__Given task__. Please repeat word for word the stretch of the blog post on productive gatherings starting with "In searching the" and going on through "dynamics and mechanics.".

__Page extract__.
'''
The Mechanics of Productive Gatherings

The Mechanics of Productive Gatherings

Greetings and peace in the name of Jesus, Ministry Partners, family, and friends.  The focus of today’s blog post discusses the Mechanics of Productive Gatherings.  If you have not heard this term before, do not fret, neither have I.  For the moment it is the best term I have found for describing a concept and dynamic of Local Church Services and Other Gatherings that might explain the challenge of growing group gatherings, or at least allowing people to consider their time spent in the meeting resulted in a net positive.  What is it that attracts people to one organizational location or system and keeps them there versus another that also attracts the same people, but the people do not stay for the long-term?  


Of course, people join and leave groups for many reasons.  But the larger undiagnosed reason for their departure, I believe, is a mechanical failure to adhere to the solid mechanics of productive gatherings.  The good news is that mechanical failures can be overcome with better design, better maintenance, and better materials.  Most of you reading this blog have learned some of the principles for hosting high quality meetings already.  You know those things that can destroy a meeting and those things necessary for a high quality meeting to take place, things like 1) adhering to a precise schedule of starting and ending times and agenda, 2) allowing all attenders to “unpack their bags” literally and figuratively in personal space arrangement, group orientation, and allowing time to emotionally stabilize by sharing those things that may be distracting them personally and collectively, 3) preventing a small part of the group from derailing the agenda pursued by a larger part of the group, 4) jointly evaluating the meeting process to improve it for subsequent meetings, 5) listing the positive and negative takeaways of the meeting, etc.  The list is much longer, and you already know what they are.  


However, I am wanting to discuss something about which we experience challenges in the Local Church services and seem perplexed to know what to do about it.  The simplicity of this concept and dynamic is staggering, and yet I seldom, if ever, see this mechanical device consciously being employed.


In searching the Internet for use of the term I have chosen “The Mechanics of Productive Gatherings/Meetings” I found the following two links.  There were others which I did not investigate.  With these two I began gaining some reassurance the most popular work was following traditional thought and not exploring what I wanted to discuss with you today.  You can go here for more traditional thought on successful meeting dynamics and mechanics.


In this discussion I am considering something very basic in the human economy explaining a desire to be together in a common cause beyond those who join a group because they have found a unique aspect which causes them to exclude other similarly situated groups in choosing the one they ultimately join.  Historically those criteria often include such considerations as biblical doctrines of faith, social or economic niches, and purposes that speak to a common felt vision, purpose, mission, or goal.  But what if you understood the Mechanics of Productive Gatherings in such a way you were able to preserve the uniqueness of the attractant for people who share common purpose, vision, mission, goals, and convictions and develop a better “Meeting Machine”?
'''
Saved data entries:
'''
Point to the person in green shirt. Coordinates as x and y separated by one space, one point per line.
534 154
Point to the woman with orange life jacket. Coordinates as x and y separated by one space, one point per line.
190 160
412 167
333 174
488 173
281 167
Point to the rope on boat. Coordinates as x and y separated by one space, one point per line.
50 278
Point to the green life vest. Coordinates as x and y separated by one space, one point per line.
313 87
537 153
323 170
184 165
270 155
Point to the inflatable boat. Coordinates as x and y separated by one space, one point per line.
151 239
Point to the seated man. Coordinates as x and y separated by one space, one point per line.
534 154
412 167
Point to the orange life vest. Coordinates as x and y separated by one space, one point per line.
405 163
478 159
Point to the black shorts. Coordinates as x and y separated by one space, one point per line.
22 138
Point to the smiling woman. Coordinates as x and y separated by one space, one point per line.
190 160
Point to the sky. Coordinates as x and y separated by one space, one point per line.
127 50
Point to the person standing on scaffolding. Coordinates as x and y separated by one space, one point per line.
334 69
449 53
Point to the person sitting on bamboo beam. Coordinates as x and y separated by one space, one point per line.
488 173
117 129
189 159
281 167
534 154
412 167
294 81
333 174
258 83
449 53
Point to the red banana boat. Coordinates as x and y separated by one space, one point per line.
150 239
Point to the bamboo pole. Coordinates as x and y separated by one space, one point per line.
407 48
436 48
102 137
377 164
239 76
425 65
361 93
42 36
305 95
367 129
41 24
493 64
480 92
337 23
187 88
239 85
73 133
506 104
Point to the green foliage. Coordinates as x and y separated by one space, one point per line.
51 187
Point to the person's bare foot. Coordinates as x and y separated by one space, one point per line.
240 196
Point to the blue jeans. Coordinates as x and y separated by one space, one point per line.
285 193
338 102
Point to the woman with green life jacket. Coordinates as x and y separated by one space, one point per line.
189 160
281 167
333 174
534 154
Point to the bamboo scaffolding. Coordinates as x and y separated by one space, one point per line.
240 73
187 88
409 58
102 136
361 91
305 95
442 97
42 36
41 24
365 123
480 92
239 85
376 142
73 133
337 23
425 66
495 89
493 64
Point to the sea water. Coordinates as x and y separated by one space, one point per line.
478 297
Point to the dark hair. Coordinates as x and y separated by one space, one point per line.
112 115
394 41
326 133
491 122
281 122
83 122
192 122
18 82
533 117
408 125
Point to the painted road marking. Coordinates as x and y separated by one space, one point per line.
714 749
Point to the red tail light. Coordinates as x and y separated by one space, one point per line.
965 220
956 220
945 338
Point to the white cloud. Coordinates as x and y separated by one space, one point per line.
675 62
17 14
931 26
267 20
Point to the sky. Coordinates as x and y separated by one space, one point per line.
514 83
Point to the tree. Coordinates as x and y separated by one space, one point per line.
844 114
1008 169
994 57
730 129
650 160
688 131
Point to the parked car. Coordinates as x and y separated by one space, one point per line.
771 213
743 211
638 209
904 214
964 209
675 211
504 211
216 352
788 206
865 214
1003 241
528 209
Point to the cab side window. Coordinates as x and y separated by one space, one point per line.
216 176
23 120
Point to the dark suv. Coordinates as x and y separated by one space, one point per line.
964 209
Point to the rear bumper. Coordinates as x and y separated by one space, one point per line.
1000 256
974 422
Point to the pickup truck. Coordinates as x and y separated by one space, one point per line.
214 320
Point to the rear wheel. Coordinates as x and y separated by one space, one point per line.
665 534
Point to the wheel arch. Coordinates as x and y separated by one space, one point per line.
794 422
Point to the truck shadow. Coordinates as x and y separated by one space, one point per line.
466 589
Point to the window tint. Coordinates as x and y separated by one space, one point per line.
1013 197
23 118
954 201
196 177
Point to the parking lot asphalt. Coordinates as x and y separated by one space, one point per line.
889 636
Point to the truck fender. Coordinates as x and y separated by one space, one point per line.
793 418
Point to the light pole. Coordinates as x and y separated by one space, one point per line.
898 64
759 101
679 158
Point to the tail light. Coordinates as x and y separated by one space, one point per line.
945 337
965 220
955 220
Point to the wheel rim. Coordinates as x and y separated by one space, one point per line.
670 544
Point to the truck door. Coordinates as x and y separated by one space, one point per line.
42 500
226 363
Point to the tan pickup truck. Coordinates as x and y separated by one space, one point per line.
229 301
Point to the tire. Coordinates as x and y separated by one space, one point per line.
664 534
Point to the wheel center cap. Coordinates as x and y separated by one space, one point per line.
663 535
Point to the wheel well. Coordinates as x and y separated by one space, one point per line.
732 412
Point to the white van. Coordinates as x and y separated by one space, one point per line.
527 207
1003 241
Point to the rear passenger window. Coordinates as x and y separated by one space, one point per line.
'''
__Written answer__.
In searching the Internet for use of the term I have chosen “The Mechanics of Productive Gatherings/Meetings” I found the following two links.  There were others which I did not investigate.  With these two I began gaining some reassurance the most popular work was following traditional thought and not exploring what I wanted to discuss with you today.  You can go here for more traditional thought on successful meeting dynamics and mechanics.